++++ Excerpted text ++++
I didn't buy any, I think it was the vicinity of $20, I figure I can wait until the Fair to indulge in my 1919...

Hey Eric, everyone I talk to says that about the drive-in at Taylor's Falls, but when I went there I wasn't impressed, maybe it was an off day, I should try it again. My son (8) loves root beer, his favorite is 1919, but for myself, I know it sounds silly, I enjoy the root beer at Culver's. It is so creamy and smooth.

I quit watching a lot of Food Network when it went to cable. I miss Gale Gand and Alton Brown, but other than that anyone who has worked with a Chef knows that they are all egocentric and puffed up. The world revolves around them and if anyone disagrees with one, they have no palate. I think the Food Network just gives us hope that we can all be Chefs or at the very least-Food Snobs.
++++
| Problems |
(A) In the comments on root beer, what is the favorite root beer of the writer's son?
(B) Condense the paragraph in the root beer comments that begins "I quit watching a lot of Food Network" into two sentences, keeping its main points.
(C) Write the next comment in the discussion of root beer and the Food Network, continuing after its final sentence.
++++ Given information ++++
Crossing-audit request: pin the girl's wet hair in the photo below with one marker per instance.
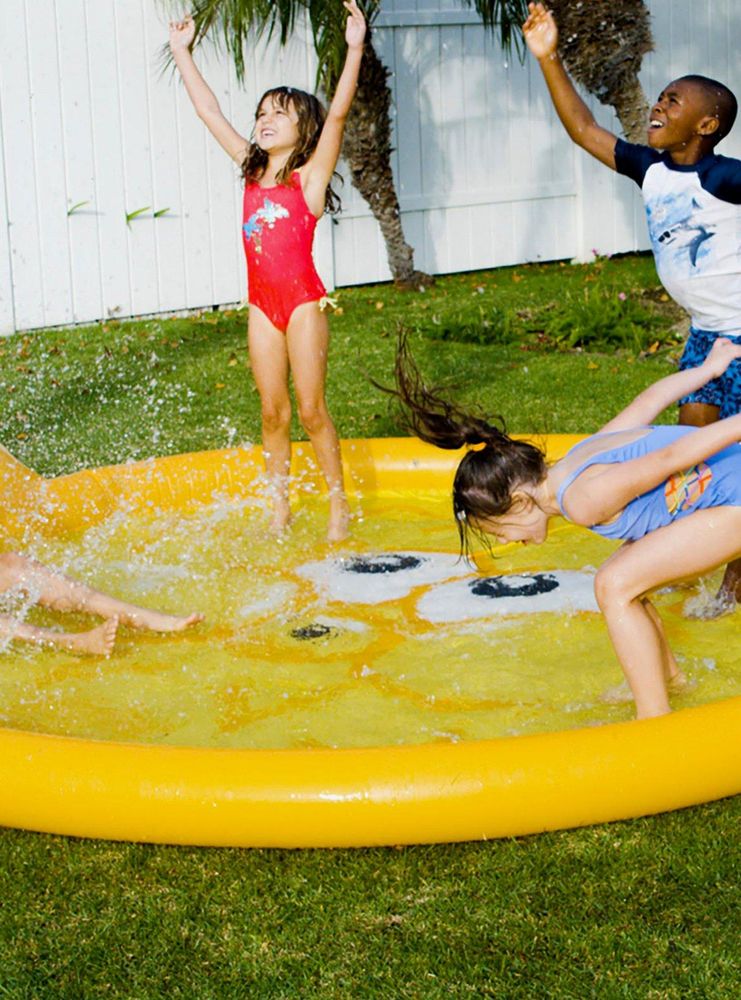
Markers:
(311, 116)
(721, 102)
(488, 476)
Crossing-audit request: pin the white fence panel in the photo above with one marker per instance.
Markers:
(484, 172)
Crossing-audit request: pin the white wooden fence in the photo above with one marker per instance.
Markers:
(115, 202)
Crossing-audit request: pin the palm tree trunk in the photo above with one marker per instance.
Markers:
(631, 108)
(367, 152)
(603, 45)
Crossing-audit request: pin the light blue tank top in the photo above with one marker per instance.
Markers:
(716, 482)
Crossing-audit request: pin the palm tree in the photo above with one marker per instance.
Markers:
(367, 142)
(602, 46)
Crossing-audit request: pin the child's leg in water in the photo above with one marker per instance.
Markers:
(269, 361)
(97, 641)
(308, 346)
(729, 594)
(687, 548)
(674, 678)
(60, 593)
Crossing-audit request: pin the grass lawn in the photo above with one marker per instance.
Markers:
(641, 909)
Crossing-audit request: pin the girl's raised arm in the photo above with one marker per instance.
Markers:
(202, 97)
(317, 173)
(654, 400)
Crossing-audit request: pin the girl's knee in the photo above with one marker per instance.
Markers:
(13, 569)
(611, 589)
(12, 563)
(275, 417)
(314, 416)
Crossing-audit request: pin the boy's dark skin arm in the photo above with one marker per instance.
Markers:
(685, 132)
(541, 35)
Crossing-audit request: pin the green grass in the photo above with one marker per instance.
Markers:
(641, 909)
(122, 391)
++++
++++ Given information ++++
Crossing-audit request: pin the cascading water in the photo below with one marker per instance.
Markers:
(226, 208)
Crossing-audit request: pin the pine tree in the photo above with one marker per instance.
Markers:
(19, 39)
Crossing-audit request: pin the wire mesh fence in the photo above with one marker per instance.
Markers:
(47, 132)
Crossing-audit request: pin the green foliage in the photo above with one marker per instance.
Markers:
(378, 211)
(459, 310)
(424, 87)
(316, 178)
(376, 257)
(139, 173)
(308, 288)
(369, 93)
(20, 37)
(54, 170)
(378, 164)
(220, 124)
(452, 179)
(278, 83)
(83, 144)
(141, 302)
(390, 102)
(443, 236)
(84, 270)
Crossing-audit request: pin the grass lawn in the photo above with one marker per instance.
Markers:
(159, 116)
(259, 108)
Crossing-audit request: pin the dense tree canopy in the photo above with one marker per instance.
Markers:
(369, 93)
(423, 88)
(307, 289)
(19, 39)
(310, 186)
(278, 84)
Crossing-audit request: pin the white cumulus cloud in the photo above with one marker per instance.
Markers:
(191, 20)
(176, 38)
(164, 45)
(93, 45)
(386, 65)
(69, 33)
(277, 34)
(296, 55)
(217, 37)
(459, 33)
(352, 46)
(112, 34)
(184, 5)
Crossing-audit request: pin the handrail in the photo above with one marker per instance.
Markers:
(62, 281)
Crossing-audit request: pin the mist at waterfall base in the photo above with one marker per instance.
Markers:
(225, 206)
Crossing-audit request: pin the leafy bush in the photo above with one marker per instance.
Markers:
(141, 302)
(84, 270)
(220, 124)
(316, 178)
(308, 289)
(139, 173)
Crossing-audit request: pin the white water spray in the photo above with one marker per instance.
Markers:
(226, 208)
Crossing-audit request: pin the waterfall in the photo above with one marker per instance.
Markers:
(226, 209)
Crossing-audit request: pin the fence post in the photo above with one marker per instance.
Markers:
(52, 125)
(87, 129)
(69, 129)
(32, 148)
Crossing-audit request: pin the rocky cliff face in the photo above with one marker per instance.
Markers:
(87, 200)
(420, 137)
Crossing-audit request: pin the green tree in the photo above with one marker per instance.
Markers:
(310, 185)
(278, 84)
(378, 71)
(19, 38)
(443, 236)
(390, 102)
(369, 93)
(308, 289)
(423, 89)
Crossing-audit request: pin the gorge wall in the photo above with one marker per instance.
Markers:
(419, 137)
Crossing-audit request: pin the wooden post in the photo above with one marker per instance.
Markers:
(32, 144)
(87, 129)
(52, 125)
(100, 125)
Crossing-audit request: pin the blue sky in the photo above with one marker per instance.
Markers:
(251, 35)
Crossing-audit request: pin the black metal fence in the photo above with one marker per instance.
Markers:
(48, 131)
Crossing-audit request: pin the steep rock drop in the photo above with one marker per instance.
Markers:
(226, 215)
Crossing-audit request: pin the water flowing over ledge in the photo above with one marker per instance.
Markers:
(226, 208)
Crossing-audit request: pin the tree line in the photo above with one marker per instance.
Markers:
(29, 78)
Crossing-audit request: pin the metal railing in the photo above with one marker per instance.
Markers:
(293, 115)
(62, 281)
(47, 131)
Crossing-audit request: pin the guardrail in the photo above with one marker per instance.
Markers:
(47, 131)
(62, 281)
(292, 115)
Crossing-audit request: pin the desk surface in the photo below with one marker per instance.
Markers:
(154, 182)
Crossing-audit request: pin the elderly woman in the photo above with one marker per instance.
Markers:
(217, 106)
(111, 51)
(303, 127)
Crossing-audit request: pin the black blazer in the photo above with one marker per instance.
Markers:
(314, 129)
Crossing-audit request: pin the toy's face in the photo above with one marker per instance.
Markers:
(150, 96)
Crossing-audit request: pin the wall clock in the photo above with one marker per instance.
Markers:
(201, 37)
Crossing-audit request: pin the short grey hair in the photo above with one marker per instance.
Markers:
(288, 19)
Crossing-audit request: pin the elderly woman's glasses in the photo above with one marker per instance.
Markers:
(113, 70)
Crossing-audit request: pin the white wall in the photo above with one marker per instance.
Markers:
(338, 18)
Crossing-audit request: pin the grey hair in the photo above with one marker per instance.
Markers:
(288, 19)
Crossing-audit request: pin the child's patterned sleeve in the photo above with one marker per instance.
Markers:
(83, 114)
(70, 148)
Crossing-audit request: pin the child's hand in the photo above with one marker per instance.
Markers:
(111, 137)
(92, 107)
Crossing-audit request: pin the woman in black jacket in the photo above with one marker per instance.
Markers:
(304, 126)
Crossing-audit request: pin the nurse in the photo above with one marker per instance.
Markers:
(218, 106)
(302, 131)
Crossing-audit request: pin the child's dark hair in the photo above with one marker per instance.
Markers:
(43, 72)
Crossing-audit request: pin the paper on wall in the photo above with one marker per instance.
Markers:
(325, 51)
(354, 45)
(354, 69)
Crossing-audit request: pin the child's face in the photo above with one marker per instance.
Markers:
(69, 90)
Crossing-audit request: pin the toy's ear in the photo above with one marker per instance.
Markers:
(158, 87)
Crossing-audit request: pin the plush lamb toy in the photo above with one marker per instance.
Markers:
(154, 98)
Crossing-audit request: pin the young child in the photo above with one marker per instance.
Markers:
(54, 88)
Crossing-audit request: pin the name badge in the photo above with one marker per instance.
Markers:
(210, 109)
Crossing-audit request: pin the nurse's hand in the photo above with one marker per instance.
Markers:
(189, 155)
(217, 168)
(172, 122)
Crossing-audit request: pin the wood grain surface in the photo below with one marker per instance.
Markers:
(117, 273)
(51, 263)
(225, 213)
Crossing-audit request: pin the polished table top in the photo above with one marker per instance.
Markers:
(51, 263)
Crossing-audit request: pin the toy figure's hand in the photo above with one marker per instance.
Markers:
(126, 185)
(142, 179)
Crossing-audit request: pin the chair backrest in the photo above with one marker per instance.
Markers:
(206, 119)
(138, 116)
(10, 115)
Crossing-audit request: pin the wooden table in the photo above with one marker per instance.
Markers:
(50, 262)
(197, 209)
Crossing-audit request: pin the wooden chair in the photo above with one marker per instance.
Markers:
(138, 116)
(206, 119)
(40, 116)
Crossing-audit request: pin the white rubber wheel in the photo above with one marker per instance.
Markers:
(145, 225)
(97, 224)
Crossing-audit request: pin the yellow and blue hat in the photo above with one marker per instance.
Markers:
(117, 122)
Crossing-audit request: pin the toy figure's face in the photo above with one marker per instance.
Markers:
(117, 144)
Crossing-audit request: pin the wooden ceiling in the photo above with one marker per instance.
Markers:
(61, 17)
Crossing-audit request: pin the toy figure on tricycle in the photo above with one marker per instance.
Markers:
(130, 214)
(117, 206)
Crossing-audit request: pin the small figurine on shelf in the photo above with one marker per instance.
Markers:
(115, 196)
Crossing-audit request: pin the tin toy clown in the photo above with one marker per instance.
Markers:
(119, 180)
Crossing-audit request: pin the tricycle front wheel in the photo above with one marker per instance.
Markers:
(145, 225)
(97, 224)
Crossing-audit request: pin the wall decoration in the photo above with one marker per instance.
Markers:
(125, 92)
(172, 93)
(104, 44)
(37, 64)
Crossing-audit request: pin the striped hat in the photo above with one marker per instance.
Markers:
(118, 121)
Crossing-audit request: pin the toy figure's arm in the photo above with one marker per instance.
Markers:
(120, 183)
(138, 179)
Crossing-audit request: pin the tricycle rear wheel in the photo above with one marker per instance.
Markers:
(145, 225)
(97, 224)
++++
| Per-task answers |
(A) 1919

(B) The writer stopped watching much of the Food Network after it moved to cable and misses only Gale Gand and Alton Brown. The writer considers chefs egocentric people who say anyone who disagrees has no palate, and believes the network mainly gives viewers hope of becoming chefs or at least food snobs.

(C)
The best root beer I've ever had was in college: we had a "keg" party in my dorm room with, what else? Root beer! It was the first time I've ever had root beer in a keg, and let me just say this: I'm addicted. If ever given a chance again, I'd gladly do a keg stand or two.

Hi Andrew,

I did a google search on you and found this blog. All I want to say is I LOVE YOUR SHOW! Some of the stuff you eat trips me out, but you have a lot of heart to at least try that stuff once. My favorite shows are the ones where you ate something that was disgusting to you: the authentic stinky Tofu, the rotted meat w/eggs from the Middle East, the fried yellow fish roe in the South USA, and of course the dreaded Dorian fruit. Oh man, I was in tears with laughter watching those episodes. lol!

But I WILL have to find that Bake & Shark place in the Carribean though. How you ate at and raved about it, I was sold! :)

Thank you for all you do!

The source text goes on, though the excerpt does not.